→ **Some records**:
************

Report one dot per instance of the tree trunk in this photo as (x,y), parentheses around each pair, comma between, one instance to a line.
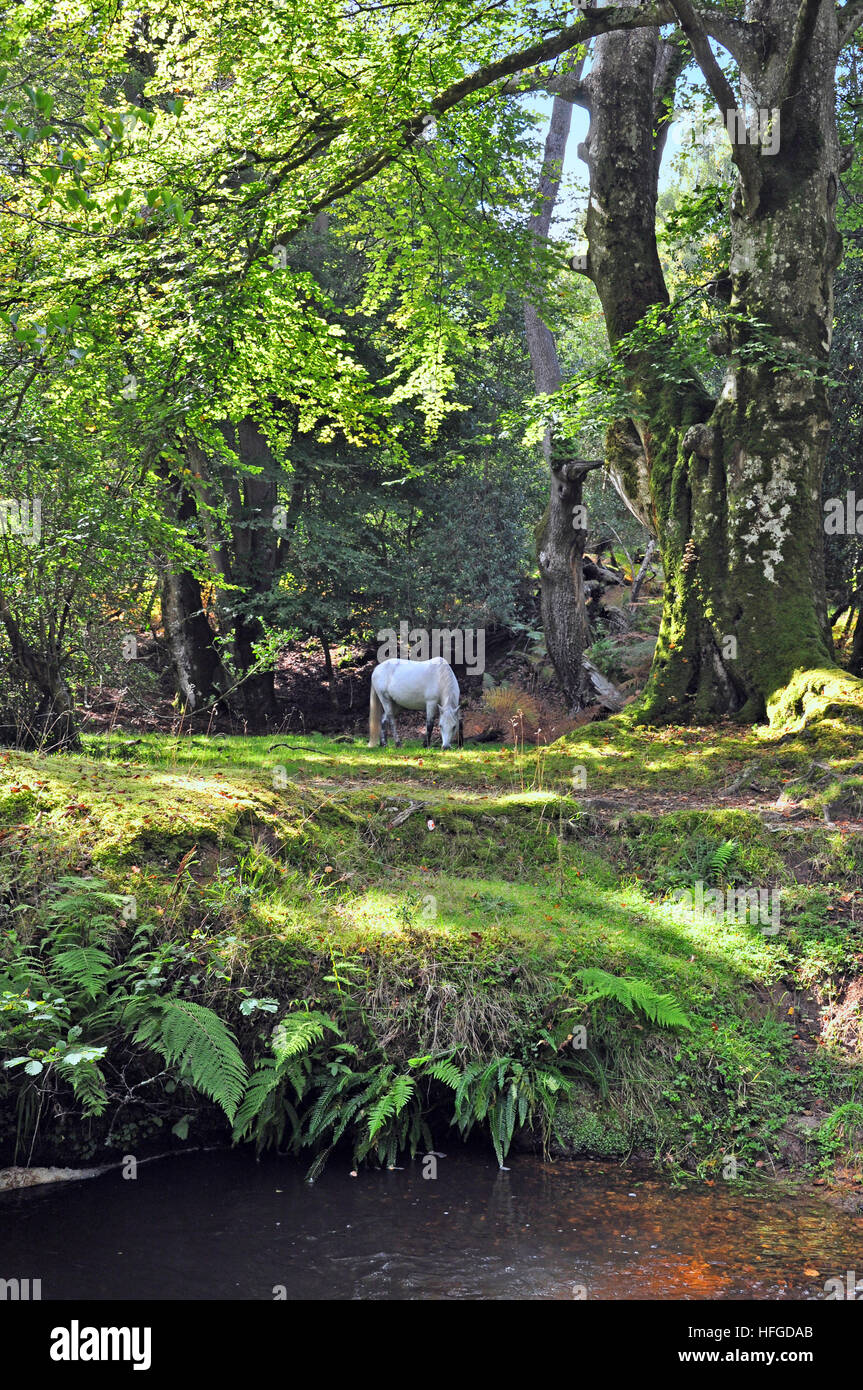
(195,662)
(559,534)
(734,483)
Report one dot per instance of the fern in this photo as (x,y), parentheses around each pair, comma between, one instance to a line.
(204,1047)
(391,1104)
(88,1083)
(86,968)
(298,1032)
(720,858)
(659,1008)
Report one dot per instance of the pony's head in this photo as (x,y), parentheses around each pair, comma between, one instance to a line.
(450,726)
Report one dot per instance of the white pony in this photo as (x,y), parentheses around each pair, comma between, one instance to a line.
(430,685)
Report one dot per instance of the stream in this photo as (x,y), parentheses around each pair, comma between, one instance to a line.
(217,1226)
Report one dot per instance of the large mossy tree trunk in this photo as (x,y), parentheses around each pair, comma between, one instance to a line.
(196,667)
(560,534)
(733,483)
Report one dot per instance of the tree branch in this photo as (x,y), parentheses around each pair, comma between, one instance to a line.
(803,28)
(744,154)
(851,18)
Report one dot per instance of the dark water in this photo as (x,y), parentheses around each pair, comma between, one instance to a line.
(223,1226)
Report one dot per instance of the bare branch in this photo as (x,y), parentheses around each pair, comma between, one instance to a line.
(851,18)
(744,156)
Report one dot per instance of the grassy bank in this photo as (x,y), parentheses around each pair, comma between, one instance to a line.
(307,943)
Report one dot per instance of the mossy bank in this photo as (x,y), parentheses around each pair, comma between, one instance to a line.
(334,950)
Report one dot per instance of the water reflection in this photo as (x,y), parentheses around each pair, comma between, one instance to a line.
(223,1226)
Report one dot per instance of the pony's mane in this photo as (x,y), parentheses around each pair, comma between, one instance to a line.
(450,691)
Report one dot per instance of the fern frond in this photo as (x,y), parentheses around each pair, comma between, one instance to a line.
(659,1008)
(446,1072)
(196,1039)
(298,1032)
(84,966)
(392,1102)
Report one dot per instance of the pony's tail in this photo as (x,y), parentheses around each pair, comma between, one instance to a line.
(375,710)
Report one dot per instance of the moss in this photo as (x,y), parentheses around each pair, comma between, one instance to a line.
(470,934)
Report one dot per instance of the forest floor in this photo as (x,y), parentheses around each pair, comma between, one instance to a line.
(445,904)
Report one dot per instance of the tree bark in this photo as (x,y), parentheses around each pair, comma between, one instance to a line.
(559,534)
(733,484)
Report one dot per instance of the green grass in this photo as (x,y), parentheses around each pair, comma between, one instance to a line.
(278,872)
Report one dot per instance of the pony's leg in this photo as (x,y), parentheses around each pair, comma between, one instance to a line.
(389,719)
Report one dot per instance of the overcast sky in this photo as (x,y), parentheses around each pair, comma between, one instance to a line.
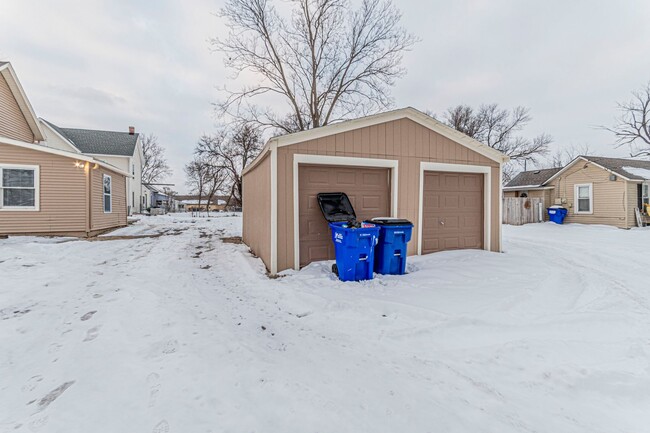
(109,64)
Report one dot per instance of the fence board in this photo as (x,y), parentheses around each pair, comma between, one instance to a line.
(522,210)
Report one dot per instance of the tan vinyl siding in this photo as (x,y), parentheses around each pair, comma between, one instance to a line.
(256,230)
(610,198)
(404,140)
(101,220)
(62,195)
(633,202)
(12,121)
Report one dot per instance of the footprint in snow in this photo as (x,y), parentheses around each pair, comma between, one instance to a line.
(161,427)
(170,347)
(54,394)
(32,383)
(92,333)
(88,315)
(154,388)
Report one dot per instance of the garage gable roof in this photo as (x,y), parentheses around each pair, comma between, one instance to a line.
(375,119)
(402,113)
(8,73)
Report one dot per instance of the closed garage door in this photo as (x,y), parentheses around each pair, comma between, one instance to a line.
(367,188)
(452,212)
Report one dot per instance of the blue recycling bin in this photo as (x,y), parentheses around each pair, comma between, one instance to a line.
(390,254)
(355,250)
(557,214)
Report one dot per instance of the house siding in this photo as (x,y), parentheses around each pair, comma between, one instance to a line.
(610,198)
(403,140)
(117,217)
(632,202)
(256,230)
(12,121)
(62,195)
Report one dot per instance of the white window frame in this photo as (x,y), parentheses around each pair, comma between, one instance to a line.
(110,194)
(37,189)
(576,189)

************

→ **Written request**:
Write out all the items above again, replacing "one instance to a line" with "one instance per line" and changing nothing else, and leave the pictures out.

→ **Answer to this problem**:
Report one dot per instance of the tree trunk in this photo as (x,y), parentheses around each pair, comma between, one instance per line.
(195,662)
(559,534)
(734,483)
Report one dot per instance of the fern in this photo as (x,y), parentheses around each pair, comma between, one instance per line.
(204,1047)
(391,1104)
(88,1083)
(86,968)
(298,1032)
(720,858)
(659,1008)
Report one dot per instance of the pony's head in this photo as (x,y), parentheses around each pair, comma between, one instance per line.
(450,726)
Report one dot per instance of the white pony in this photo as (x,y), parentheses around each pair, comma between, one instance per line.
(430,685)
Report one dot per instance of the stream in this photo as (x,y), parentheses around each pair, comma between, one instance per line.
(217,1226)
Report one dot per instance of the large mossy tree trunk in this photo as (x,y), parentheses around each pair, comma between, one instance per line.
(196,667)
(560,534)
(733,483)
Report one dot per instance of the tree branch in this photo as (x,y), parentheses around each pair, comma between, one instance per line.
(803,28)
(744,154)
(851,18)
Report one dot per instance of the dark water in this photo as (x,y), parentheses around each pair, comma between, one instance per line.
(223,1226)
Report one dot per instance of the bare branch in this photo as (x,y), parentheses around each pair, comma between, one instance per line.
(851,18)
(744,156)
Report one dot per instance of the grassy bank in this photo as (x,y), parentheses around each pair, comma between, one instance per line.
(307,943)
Report one dot per instance of the mossy bank in this photo as (x,y), parentheses around each pair, comma between, one instance per line.
(334,950)
Report one dot per instance of the water reflection in this photo as (x,y), parentheses around each pair, comma between, one instance per line.
(223,1226)
Report one dot per instance of the pony's mane in this photo as (x,y), parentheses around each pair, comma between, one instance per line.
(450,691)
Report one dot per instance of the fern frond in this photo as (x,y), parentheses around each pair, comma between, one instance per line.
(659,1008)
(446,1072)
(196,1039)
(298,1032)
(84,966)
(392,1102)
Report one dot per instance of the pony's tail in this photo as (x,y), parentheses around each pair, comma between, one instance per line.
(375,710)
Report one dot per instance of the moss in this photo as (x,y), parentheses around each pair, comma between, one instance per line.
(470,934)
Report one dot per instance of the forest floor in this photo as (x,y), parentheses around each pair, comma between, one instance per line.
(445,904)
Report one dot per instance of the tree bark in this photo as (x,y), parentheses around each pair, comma between, one instance per line.
(559,534)
(733,484)
Report one dot per instance of the green grass in this photo as (x,y), parentheses around each pair, comma between, one instance per line.
(278,872)
Report one dot per instance of the pony's leg in this photo as (x,y), parentheses around each pair, comma between, one instance per line.
(389,719)
Report one dot per instance of the overcast sky in this photo as (x,y), parentheses around each pair, comma between, one instance per line.
(109,64)
Report one dot per instance of the fence board in this photo as (x,y), parentheses around each pair, comma between, one instance per line.
(522,210)
Report one dot per instance of the tan vinyl siding in this photo as (x,y), parentheses around each pair, comma between, one instance per line.
(256,230)
(610,198)
(404,140)
(101,220)
(62,195)
(633,202)
(12,121)
Report one dot per instance of the footprint in snow in this photo as (x,y), parentheses around each pair, comma between, one instance per line.
(161,427)
(170,347)
(54,394)
(32,383)
(92,333)
(88,315)
(154,388)
Report one dot per instance of the garage gable roof in this photo as (x,y), parentheses around each pair, comma between, one instance per line.
(375,119)
(402,113)
(8,73)
Report one dot per instance of the closed garage door in this photo as (x,y), parentheses around each pair, comma between, one instance per line.
(367,188)
(452,212)
Report one dot per instance of the blue recycling bin in this photo as (x,y), parentheses around each pair, comma between, one instance per line.
(390,254)
(355,250)
(557,214)
Report one dot per instance of the house siding in this photo as (x,y), parentheses around each pair, comma between, one instance per line.
(610,198)
(403,140)
(117,217)
(632,202)
(256,230)
(12,121)
(62,195)
Report one dot per instance of the white window frame in this photo as (x,y), parentheses around each pair, comma between, one instance per line.
(110,194)
(37,189)
(576,189)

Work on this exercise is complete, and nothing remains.